CONSIGNE → Recopiez la notice du lot en commençant à « Estimation : 30000 » et en terminant à « 30,5 x 23,5 cm. », et renommez-y « crayon » en « fusain ».

Lot n° 139

GAUGUIN Paul (1848 - 1903) — SUITE DE DESSINS originaux avec légendes autographes, Çuite d'Istoyres illustré par Gauguin et de Laval et Mr Jacques et Jourdan, [Pont-Aven ou Le Pouldu, vers 1889 - 1890] ; 21 feuillets de textes et dessins...

Estimation : 30000 - 40000
Adjudication : 54 600 €
Description
originaux au crayon : 20 ff in-8 dont 12 au format 21 x 13 cm sur papier ordinaire quadrillé, 8 au format 21,9 x 17,2 cm sur papier ordinaire satiné ligné, et 1 double feuillet in-4 replié de 30,5 x 23,5 cm.
Les 20 feuillets in-8 comportent une page de titre et 36 pages avec dessins et légendes ; le double feuillet in-4 comporte 8 dessins répartis en deux par page (quelques fentes très bien restaurées et feuillets doublés d'un très fin papier Japon).

Autrefois montés sur onglets dans un album, et depuis détachés. album in-8 (24,4 x 18,4 cm) joint : sur le dessin d'une demi-reliure à coins, plats en médium peints au peigne, bleu roi pour le dos, vert et rouge pour les coins, rouge de mars à l'emplacement habituel du papier ; cousu sur deux lanières de veau tête de nègre, pièces de lanières triangulaires en ébène bouchardé et repoli, barrettes d'ébène dans les angles des plats : dos en veau tête de nègre gaufré “petits carrés” ; gardes bicolores en veau peintes à l'identique des plats, en rouge et vert ; étui (Jean de Gonet, 2003).

♦ Extraordinaire album de dessins légendés, véritables bandes dessinées réalisées par Paul Gauguin pour le jeune Jacques Bousquet au Pouldu. Sur la page de titre, figurent également les noms de deux des peintres pionniers de l'École de Pont-Aven, grands amis de Gauguin, Charles LAVAL (1861 - 1894) et Émile JOURDAN (1860 - 1931). Toutefois, mis à part les quelques dessins de l'enfant (la Tour Eiffel, une dame, etc., sur les versos), les dessins des histoires de cet album sont de la main de Gauguin. avec deux autoportraits ou des portraits-charges. La plupart des pages sont séparées en deux ou trois cases pour les différents épisodes des histoires.
À la fin une grande feuille pliée présente des dessins satiriques ainsi que des esquisses pour des tableaux.
* Page de titre.
* Caricature de Charles LAVAL coiffé d'un béret et penché en avant, légendée «pleine lune» ; du cou pend une sorte de palette ou de masque grotesque.
* «Histoire dramatique d'un jeune gabier de mizaine et sa mort tragique dans l'île de Matapa» : en médaillon, tête de profil du «Marin» ; deux épisodes superposés : «Départ de l'Artémise», et «La tempête». Au verso, deux autres épisodes : «Marin naufragé dans l'île de Matapa» ; «entrevue avec le Krokrodille».

DONNÉES ENREGISTRÉES →
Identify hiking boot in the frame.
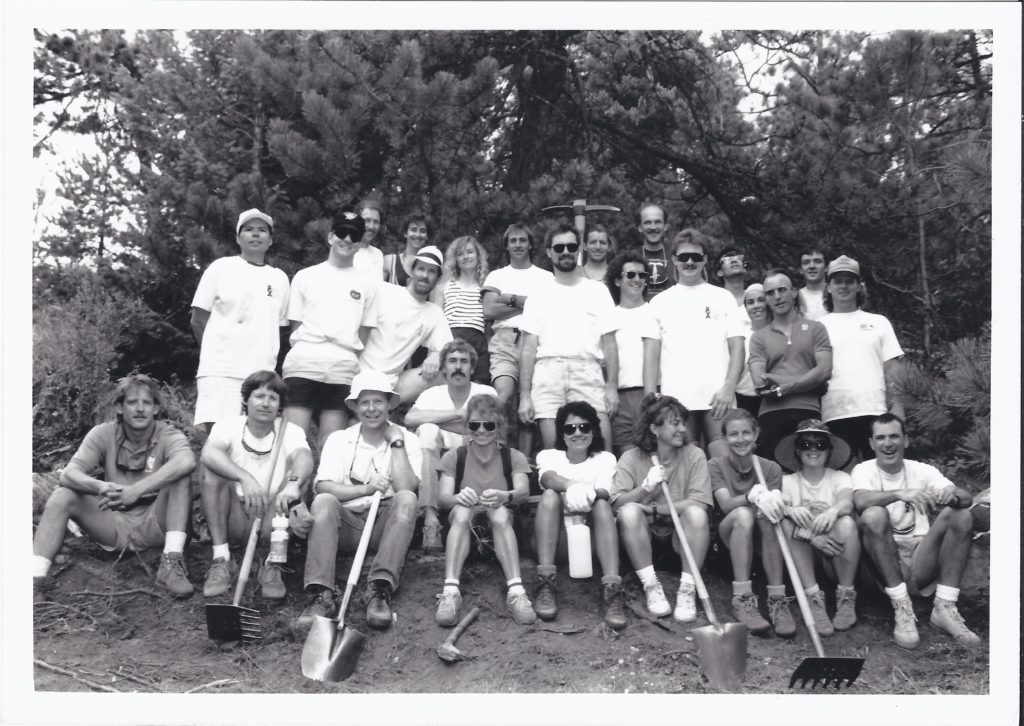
[296,585,337,628]
[505,590,537,626]
[893,597,921,650]
[259,562,288,600]
[929,600,981,645]
[601,583,626,630]
[768,597,797,638]
[157,552,196,598]
[203,557,239,597]
[434,590,462,628]
[807,590,836,638]
[833,588,857,630]
[643,580,672,617]
[534,573,558,621]
[367,580,391,630]
[732,593,771,635]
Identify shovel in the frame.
[651,456,746,691]
[206,414,288,643]
[302,492,381,683]
[754,457,864,690]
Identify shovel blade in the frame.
[206,604,261,642]
[302,615,366,683]
[691,623,746,691]
[790,657,864,690]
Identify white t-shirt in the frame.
[519,277,618,360]
[316,421,423,512]
[283,262,382,383]
[537,449,617,494]
[359,285,452,376]
[191,256,288,378]
[615,303,657,388]
[819,310,903,421]
[649,283,742,411]
[206,414,309,493]
[482,265,555,330]
[850,459,953,539]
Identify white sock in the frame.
[32,555,53,578]
[164,530,186,553]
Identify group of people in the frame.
[34,204,978,648]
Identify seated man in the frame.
[406,340,498,550]
[200,371,313,600]
[32,375,196,598]
[851,414,980,648]
[299,370,423,628]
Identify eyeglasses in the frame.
[797,438,831,452]
[562,422,594,436]
[676,252,703,262]
[551,242,580,255]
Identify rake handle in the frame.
[754,455,825,658]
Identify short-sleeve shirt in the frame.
[519,277,617,360]
[820,310,903,421]
[611,443,712,507]
[482,265,555,330]
[850,459,953,539]
[441,446,530,495]
[191,255,289,378]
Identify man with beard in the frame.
[519,224,618,449]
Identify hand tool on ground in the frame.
[754,457,864,690]
[206,414,288,643]
[302,490,381,683]
[437,607,480,663]
[651,455,746,691]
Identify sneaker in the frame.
[833,588,857,630]
[643,580,672,617]
[732,593,771,635]
[893,597,921,649]
[601,583,626,630]
[203,557,239,597]
[157,552,196,598]
[259,562,288,600]
[367,580,391,630]
[929,600,981,645]
[434,591,462,628]
[768,597,797,638]
[505,590,537,626]
[672,585,697,623]
[807,590,836,638]
[534,574,558,621]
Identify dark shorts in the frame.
[285,376,351,413]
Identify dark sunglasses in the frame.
[551,242,580,255]
[562,422,594,436]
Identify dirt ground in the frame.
[34,520,989,695]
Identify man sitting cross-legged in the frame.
[32,375,196,597]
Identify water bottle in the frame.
[565,514,594,580]
[266,514,288,563]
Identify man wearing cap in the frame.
[359,245,452,402]
[191,209,288,432]
[283,210,380,449]
[820,255,903,461]
[850,414,981,648]
[519,224,618,449]
[299,371,422,628]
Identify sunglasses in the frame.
[797,438,831,452]
[562,422,594,436]
[676,252,703,262]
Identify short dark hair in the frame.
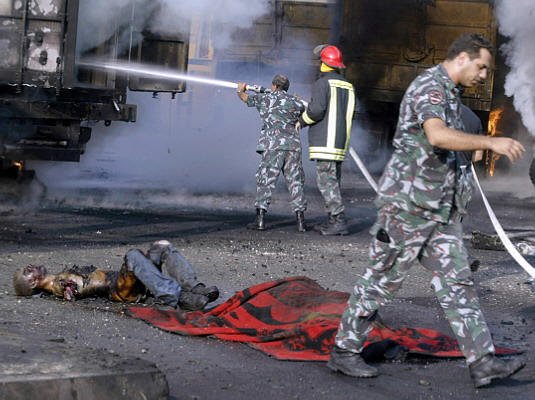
[446,33,494,60]
[271,74,290,92]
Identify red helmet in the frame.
[320,46,346,68]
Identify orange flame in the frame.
[485,107,503,176]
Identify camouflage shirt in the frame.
[247,90,305,152]
[376,65,463,222]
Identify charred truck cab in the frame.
[0,0,188,178]
[338,0,505,166]
[217,0,506,173]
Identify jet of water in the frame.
[77,61,239,89]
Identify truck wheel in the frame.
[529,159,535,185]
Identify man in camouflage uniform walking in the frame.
[328,34,524,387]
[300,45,355,235]
[238,75,307,232]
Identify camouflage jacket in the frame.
[247,90,304,153]
[376,65,463,223]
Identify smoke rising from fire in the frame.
[496,0,535,136]
[28,0,330,205]
[77,0,269,52]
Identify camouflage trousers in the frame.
[255,150,307,211]
[335,206,494,364]
[316,160,344,215]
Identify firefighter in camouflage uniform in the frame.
[300,45,355,235]
[328,34,524,387]
[238,75,307,232]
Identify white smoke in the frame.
[77,0,270,51]
[496,0,535,135]
[28,0,324,203]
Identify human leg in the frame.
[161,245,219,302]
[125,249,181,307]
[328,207,435,377]
[316,160,344,215]
[421,220,524,387]
[125,249,208,310]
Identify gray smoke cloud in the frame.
[28,0,326,205]
[496,0,535,136]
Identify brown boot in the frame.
[469,354,526,387]
[320,213,349,236]
[191,283,219,303]
[247,208,266,231]
[178,290,208,311]
[327,346,379,378]
[295,211,306,232]
[312,213,335,232]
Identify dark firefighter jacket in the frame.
[301,71,355,161]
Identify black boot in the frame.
[320,213,349,236]
[191,283,219,303]
[295,211,306,232]
[312,213,335,232]
[247,208,266,231]
[178,290,208,311]
[470,354,526,387]
[327,346,379,378]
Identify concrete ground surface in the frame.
[0,173,535,400]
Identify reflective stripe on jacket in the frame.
[301,72,355,161]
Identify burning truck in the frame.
[222,0,524,175]
[0,0,189,177]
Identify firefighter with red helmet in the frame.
[300,45,355,235]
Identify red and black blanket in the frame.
[128,277,518,361]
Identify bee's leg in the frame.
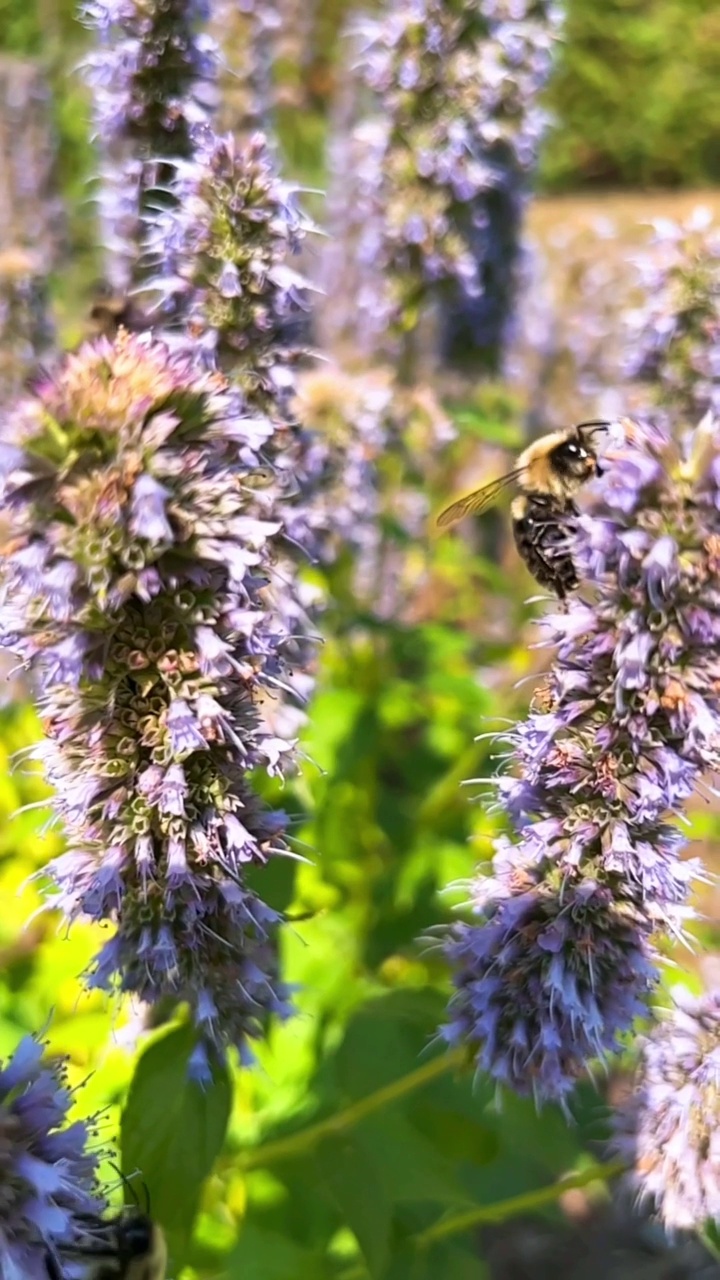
[45,1249,65,1280]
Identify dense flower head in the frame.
[614,988,720,1229]
[625,209,720,421]
[446,419,720,1097]
[335,0,561,358]
[291,361,454,573]
[0,330,301,1068]
[83,0,218,288]
[0,1036,104,1280]
[149,128,309,399]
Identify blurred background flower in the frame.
[0,0,720,1280]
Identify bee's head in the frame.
[115,1207,155,1261]
[552,421,609,489]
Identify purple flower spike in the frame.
[0,330,302,1065]
[445,878,657,1101]
[0,1036,105,1280]
[614,988,720,1229]
[446,417,720,1101]
[322,0,562,363]
[625,209,720,422]
[83,0,218,289]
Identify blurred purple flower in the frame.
[0,330,301,1071]
[446,419,720,1100]
[83,0,218,291]
[322,0,562,366]
[614,987,720,1230]
[0,1036,104,1280]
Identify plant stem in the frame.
[413,1160,626,1249]
[238,1048,468,1170]
[338,1160,625,1280]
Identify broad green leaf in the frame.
[315,1132,392,1277]
[336,989,445,1098]
[383,1240,488,1280]
[354,1107,470,1208]
[223,1222,328,1280]
[120,1027,232,1247]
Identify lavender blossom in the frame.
[210,0,282,138]
[0,1036,104,1280]
[147,128,329,578]
[614,988,720,1229]
[0,330,300,1073]
[85,0,218,292]
[446,419,720,1100]
[625,209,720,421]
[149,128,310,399]
[330,0,561,366]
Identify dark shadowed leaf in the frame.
[315,1133,392,1277]
[120,1027,232,1248]
[223,1224,329,1280]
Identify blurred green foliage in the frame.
[541,0,720,191]
[0,0,720,1280]
[0,0,720,207]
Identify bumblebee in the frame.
[46,1206,168,1280]
[87,280,150,338]
[437,420,610,600]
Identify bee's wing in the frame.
[437,467,525,529]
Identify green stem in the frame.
[240,1048,468,1170]
[697,1230,720,1262]
[338,1160,622,1280]
[413,1160,626,1249]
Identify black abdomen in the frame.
[512,494,578,600]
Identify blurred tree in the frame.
[542,0,720,191]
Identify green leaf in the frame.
[355,1107,471,1208]
[383,1240,488,1280]
[315,1133,392,1276]
[223,1224,327,1280]
[120,1027,232,1248]
[336,989,445,1098]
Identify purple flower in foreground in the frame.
[445,420,720,1100]
[0,1036,104,1280]
[625,209,720,421]
[614,988,720,1229]
[147,128,310,401]
[1,330,304,1070]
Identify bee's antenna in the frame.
[575,417,612,435]
[108,1160,140,1216]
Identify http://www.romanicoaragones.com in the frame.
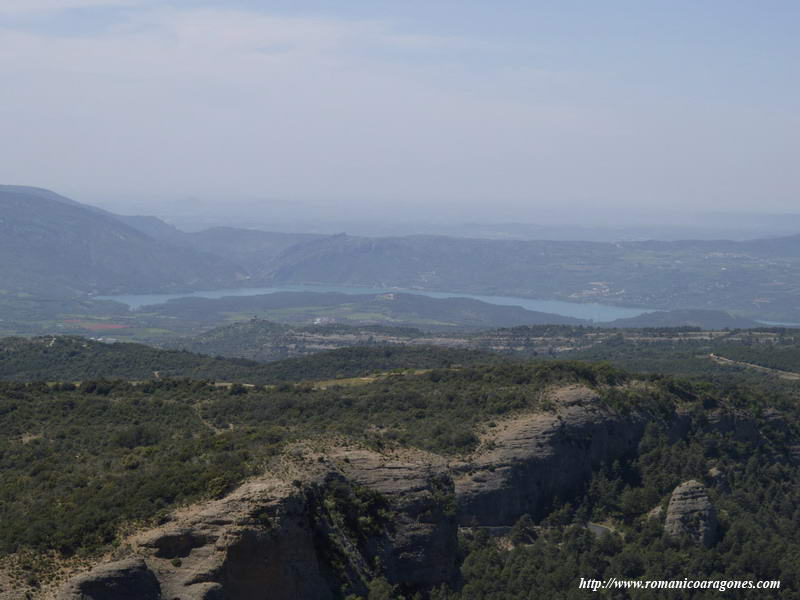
[578,577,781,592]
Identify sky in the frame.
[0,0,800,222]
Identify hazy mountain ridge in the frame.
[0,191,246,296]
[6,186,800,322]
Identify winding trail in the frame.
[708,352,800,381]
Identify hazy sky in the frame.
[0,0,800,220]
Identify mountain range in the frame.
[0,186,800,321]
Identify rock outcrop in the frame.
[454,386,647,525]
[59,449,457,600]
[664,480,719,548]
[58,557,161,600]
[53,386,672,600]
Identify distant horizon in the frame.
[0,0,800,222]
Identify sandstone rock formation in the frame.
[54,386,668,600]
[664,480,718,548]
[454,386,646,525]
[58,557,161,600]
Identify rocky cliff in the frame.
[664,480,718,548]
[58,386,676,600]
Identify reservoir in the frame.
[96,285,652,323]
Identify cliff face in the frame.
[53,387,668,600]
[454,387,646,525]
[664,480,718,548]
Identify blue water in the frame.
[97,285,651,323]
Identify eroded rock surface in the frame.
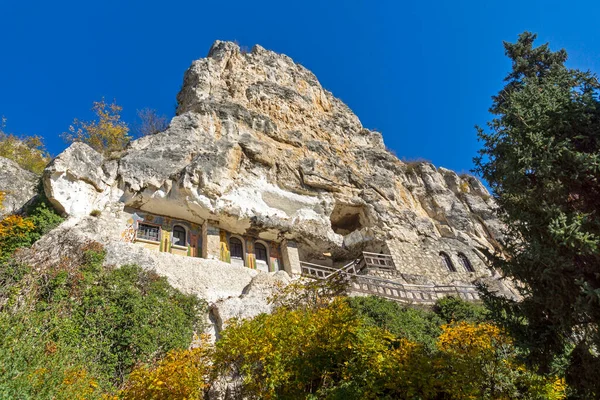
[0,157,40,217]
[45,41,500,257]
[36,41,510,333]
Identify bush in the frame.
[0,193,63,265]
[433,296,490,323]
[0,119,50,175]
[118,341,212,400]
[0,243,204,399]
[62,99,131,155]
[215,299,565,400]
[347,296,443,350]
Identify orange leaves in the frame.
[438,322,512,357]
[63,99,131,154]
[0,126,50,174]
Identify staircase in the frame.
[300,252,479,304]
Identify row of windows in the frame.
[137,223,268,263]
[440,251,475,272]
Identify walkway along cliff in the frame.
[2,41,509,333]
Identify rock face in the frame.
[32,41,510,334]
[0,157,40,217]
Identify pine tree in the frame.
[475,32,600,398]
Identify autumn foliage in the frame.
[63,99,131,154]
[0,118,50,173]
[116,340,211,400]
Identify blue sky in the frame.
[0,0,600,171]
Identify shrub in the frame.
[433,296,490,323]
[347,296,443,350]
[0,242,203,399]
[118,340,212,400]
[0,194,63,265]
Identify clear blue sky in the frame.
[0,0,600,171]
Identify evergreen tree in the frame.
[475,32,600,399]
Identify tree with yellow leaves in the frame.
[63,99,131,155]
[0,117,50,174]
[116,338,212,400]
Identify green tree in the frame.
[475,32,600,398]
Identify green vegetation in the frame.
[0,192,63,263]
[63,99,131,155]
[207,288,565,399]
[347,296,489,351]
[0,195,204,399]
[475,32,600,399]
[0,118,50,174]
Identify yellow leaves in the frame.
[0,129,50,174]
[63,99,131,154]
[437,322,512,357]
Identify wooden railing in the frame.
[300,261,359,279]
[350,275,479,303]
[300,253,479,304]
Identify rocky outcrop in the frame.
[17,214,290,339]
[0,157,40,217]
[45,41,500,257]
[31,41,502,335]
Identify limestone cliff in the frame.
[46,41,499,257]
[0,157,40,217]
[14,41,510,334]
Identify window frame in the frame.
[229,236,246,264]
[458,253,475,273]
[254,242,269,265]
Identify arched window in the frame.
[458,253,475,272]
[229,237,244,260]
[254,243,269,264]
[440,251,456,272]
[173,225,187,246]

RÉSULTAT FINAL →
Estimation : 30000 - 40000
Adjudication : 54 600 €
Description
originaux au fusain : 20 ff in-8 dont 12 au format 21 x 13 cm sur papier ordinaire quadrillé, 8 au format 21,9 x 17,2 cm sur papier ordinaire satiné ligné, et 1 double feuillet in-4 replié de 30,5 x 23,5 cm.